Prompt 1 »
Show each line of the listing that contains the string "pixel", treating upper and lower case as different.

Selected text »
# Thoughts on Midnite...



## llombardo (Dec 11, 2011)

I was able to take some pictures today and I was wondering how you guys think he looks. Please excuse the leash in the pictures, I was by myself and he can't be without a leash.


http://www.germanshepherds.com/forum/images/attach/jpg.gif
http://www.germanshepherds.com/forum/images/attach/jpg.gif
http://www.germanshepherds.com/forum/images/attach/jpg.gif


----------



## PupperLove (Apr 10, 2010)

He is beautiful! I love the dark colored dogs. Any idea how tall he is? He looks like he has bigger bones.


----------



## llombardo (Dec 11, 2011)

PupperLove said:


> He is beautiful! I love the dark colored dogs. Any idea how tall he is? He looks like he has bigger bones.


He is slightly over 25 inches and weighs about 76 pounds. He weighed 64 pounds when I got him. His paws are huge. He is definitely more on the stocky side.


----------



## pyratemom (Jan 10, 2011)

He looks like he will be about Raina's size. How old is he? He is beautiful.


----------



## llombardo (Dec 11, 2011)

pyratemom said:


> He looks like he will be about Raina's size. How old is he? He is beautiful.


I got him at the shelter and they said 1, so I'm estimating his birthday to be April 15th. What is Raina's size?


----------



## llombardo (Dec 11, 2011)

Does he fit the standard for GSD? His head, muscle tone, etc. Anything I need to work on?


----------



## pyratemom (Jan 10, 2011)

llombardo said:


> I got him at the shelter and they said 1, so I'm estimating his birthday to be April 15th. What is Raina's size?


Raina is 5 years old now and 26" tall and 89 pounds. Her birthday is in March.


----------



## llombardo (Dec 11, 2011)

No one that knows this breed well can tell me if he lacks anywhere


----------



## GatorDog (Aug 17, 2011)

Prompt 2 »
Write out the entire forum thread about Midnite above, word for word.

Dataset rows »
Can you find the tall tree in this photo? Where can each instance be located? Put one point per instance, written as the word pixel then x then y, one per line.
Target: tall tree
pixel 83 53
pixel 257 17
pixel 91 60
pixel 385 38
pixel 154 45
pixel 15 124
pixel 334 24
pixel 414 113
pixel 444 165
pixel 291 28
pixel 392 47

Exercise answer 1 »
Can you find the tall tree in this photo? Where can each instance be located? Put one point per instance, written as the word pixel then x then y, one per line.
pixel 83 53
pixel 257 17
pixel 91 60
pixel 385 38
pixel 154 45
pixel 15 124
pixel 334 24
pixel 414 113
pixel 444 165
pixel 291 28
pixel 392 47

Exercise answer 2 »
# Thoughts on Midnite...



## llombardo (Dec 11, 2011)

I was able to take some pictures today and I was wondering how you guys think he looks. Please excuse the leash in the pictures, I was by myself and he can't be without a leash.


http://www.germanshepherds.com/forum/images/attach/jpg.gif
http://www.germanshepherds.com/forum/images/attach/jpg.gif
http://www.germanshepherds.com/forum/images/attach/jpg.gif


----------



## PupperLove (Apr 10, 2010)

He is beautiful! I love the dark colored dogs. Any idea how tall he is? He looks like he has bigger bones.


----------



## llombardo (Dec 11, 2011)

PupperLove said:


> He is beautiful! I love the dark colored dogs. Any idea how tall he is? He looks like he has bigger bones.


He is slightly over 25 inches and weighs about 76 pounds. He weighed 64 pounds when I got him. His paws are huge. He is definitely more on the stocky side.


----------



## pyratemom (Jan 10, 2011)

He looks like he will be about Raina's size. How old is he? He is beautiful.


----------



## llombardo (Dec 11, 2011)

pyratemom said:


> He looks like he will be about Raina's size. How old is he? He is beautiful.


I got him at the shelter and they said 1, so I'm estimating his birthday to be April 15th. What is Raina's size?


----------



## llombardo (Dec 11, 2011)

Does he fit the standard for GSD? His head, muscle tone, etc. Anything I need to work on?


----------



## pyratemom (Jan 10, 2011)

llombardo said:


> I got him at the shelter and they said 1, so I'm estimating his birthday to be April 15th. What is Raina's size?


Raina is 5 years old now and 26" tall and 89 pounds. Her birthday is in March.


----------



## llombardo (Dec 11, 2011)

No one that knows this breed well can tell me if he lacks anywhere


----------



## GatorDog (Aug 17, 2011)